SOURCE TEXT:
June 9, 1993. Rehearing Denied July 20, 1993.
County employees brought action for damages based on the termination of their employment. The District Court, Uinta County, Kenneth G. Hamm, J., Retired, granted summary judgment for board of county commissioners, and employees appealed. The Supreme Court, Cardine, J., held that: (1) employees' claims were barred by doctrine of collateral estoppel, and (2) employees' motion to amend their complaint was properly denied.
Bruce S. Asay, Cheyenne, for appellants.
Elizabeth Zerga of Herschler, Freudenthal, Salzburg, Bonds Rideout, Cheyenne, for appellees.
Before MACY, C.J., and THOMAS, CARDINE, GOLDEN and TAYLOR, JJ.
Bert R. Slavens and Kim West filed suit against the Board of County Commissioners (Commissioners) for Uinta County claiming that they were wrongfully removed from their county jobs and sought recovery of damages for slander and defamation, intentional interference with prospective economic advantage, and other claims. The district court granted summary judgment for the Commissioners.
Appellants raise these issues:
1. Did the District Court err as a matter of law in granting the Appellees/Defendants' Motion for Summary Judgment?
2. Did the District Court err in refusing the Appellants' Motion to Amend Complaint?
Appellant Kim West was hired by the Uinta County Fair Board as the county fairgrounds superintendent in 1984. Under his job description with the Fair Board, he was to make available to travelers passing through the county, temporary board for their livestock. West was to keep monies he received for boarding or "off-loading" the livestock for travelers rather than the Fair Board paying him overtime. Because of disagreements between him and the Fair Board, in 1985 West was transferred from working for the Fair Board to working for the Public Works Department. While at the Public Works Department, West worked under appellant Bert Slavens who was Director of Public Works. During 1984 through 1990, West continued the livestock off-loading practice.
In 1990, the Uinta County Prosecuting Attorney received a report concerning West's livestock off-loading practice. The County Commissioners were made aware of the report, and a "sting" operation was organized. In the sting, fifty-two head of cattle were off-loaded onto the Uinta County Fairgrounds. Mr. West charged $52.00, which he kept. After the "sting," on December 31, 1990, the county attorney filed a criminal complaint against West charging him with misconduct of a public servant. The prosecutor also filed a criminal complaint against Bert Slavens, alleging that he committed official misconduct, conspiracy and wrongful appropriation of public property. The same day, West and Slavens received notice that they were being dismissed from their county jobs. The criminal charges were dismissed on January 3, 1991, on the prosecutor's motion.
The notices of dismissal indicated that the County Commissioners would hold a "Hearing Pending Dismissal." West and Slavens did not respond to the offer to hold a hearing. Instead, appellants filed suit in United States District Court alleging civil rights violations. The federal district court judge granted summary judgment for the Commissioners.

ITEMS:
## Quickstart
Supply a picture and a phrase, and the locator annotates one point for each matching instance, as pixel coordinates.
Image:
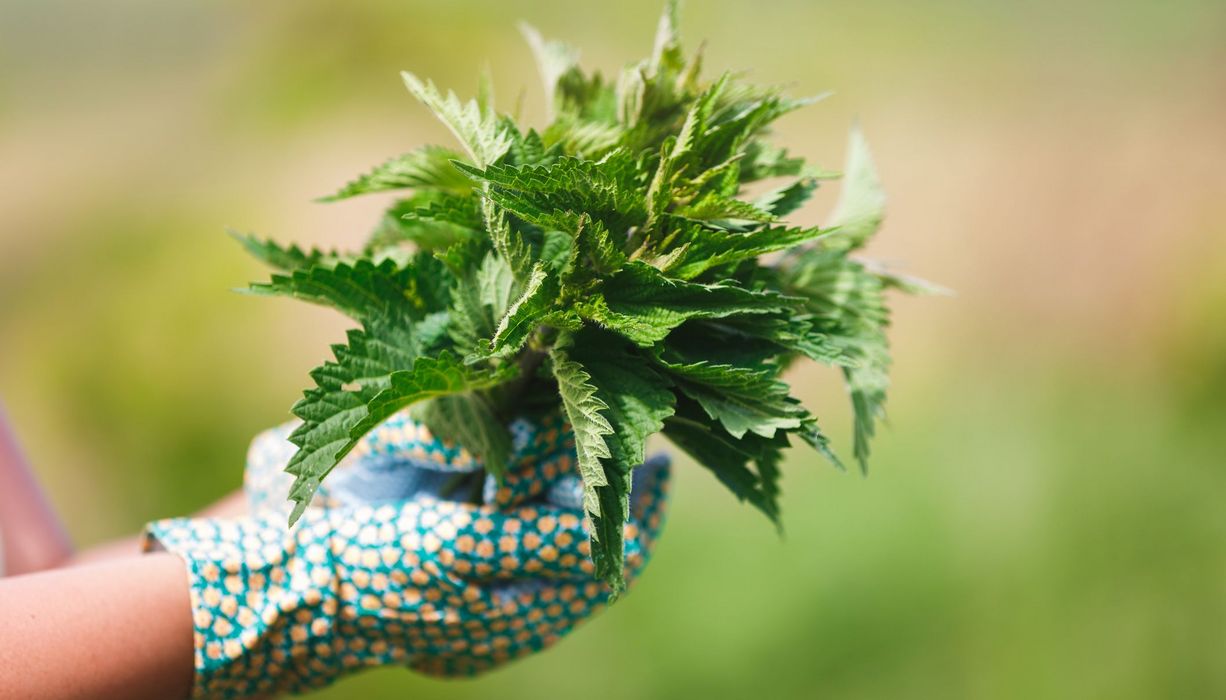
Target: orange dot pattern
(448, 589)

AIM 1: Extract every line of the records verbatim, and leave the pictures out.
AIM 2: Continue the court opinion on the dismissed county employees, starting right after its last sentence.
The court opinion and the records are independent of each other.

WRITTEN REPLY 1:
## Quickstart
Supply a picture and a phrase, and the locator annotates one point for each matching instance, as pixel coordinates.
Image:
Target: orange dot pattern
(448, 589)

WRITTEN REPLY 2:
An administrative hearing was held on July 24, 1991, to consider disciplinary action against both West and Slavens. The hearing was held before a hearing examiner, and both parties appeared and examined witnesses. As a result of the hearing examiner's decision, Slavens was not reappointed as Director of the Public Works Department, and West was suspended for ten days. West and Slavens appealed the administrative decision to the Third Judicial District Court. The district court affirmed the decision of the administrative hearing officer. West and Slavens chose not to appeal the administrative decision further.
However, West and Slavens then filed this suit in state district court. Their complaint included claims for slander and defamation, intentional interference with prospective economic advantage, violation of the duty of good faith and fair dealing, constitutional violations relating to reputation, outrageous misconduct or intentional infliction of emotional distress, and malicious prosecution. Slavens also asserted a claim for failure to pay wages. West and Slavens requested compensatory and punitive damages. The Commissioners answered and moved for summary judgment. The district court granted summary judgment to the Commissioners. The district judge found that since West and Slavens had a full opportunity to present their case before the impartial hearing examiner and that decision became final with affirmance after appeal to the district court and no further appeal, the doctrines of res judicata and collateral estoppel applied and required summary judgment in favor of the Commissioners.
When reviewing a grant of summary judgment, we utilize our oft-repeated standard of review. We examine whether a genuine issue of material fact exists and whether the prevailing party was entitled to judgment as a matter of law. Davidson v. Sherman, 848 P.2d 1341, 1343 (Wyo. 1993); W.R.C.P. 56(c).
The district court found that the doctrines of res judicata and collateral estoppel both applied and that there were no genuine issues of material fact which barred summary judgment. Appellants argue that the issues involved in this case have not been totally litigated and that the doctrines of res judicata and collateral estoppel do not apply.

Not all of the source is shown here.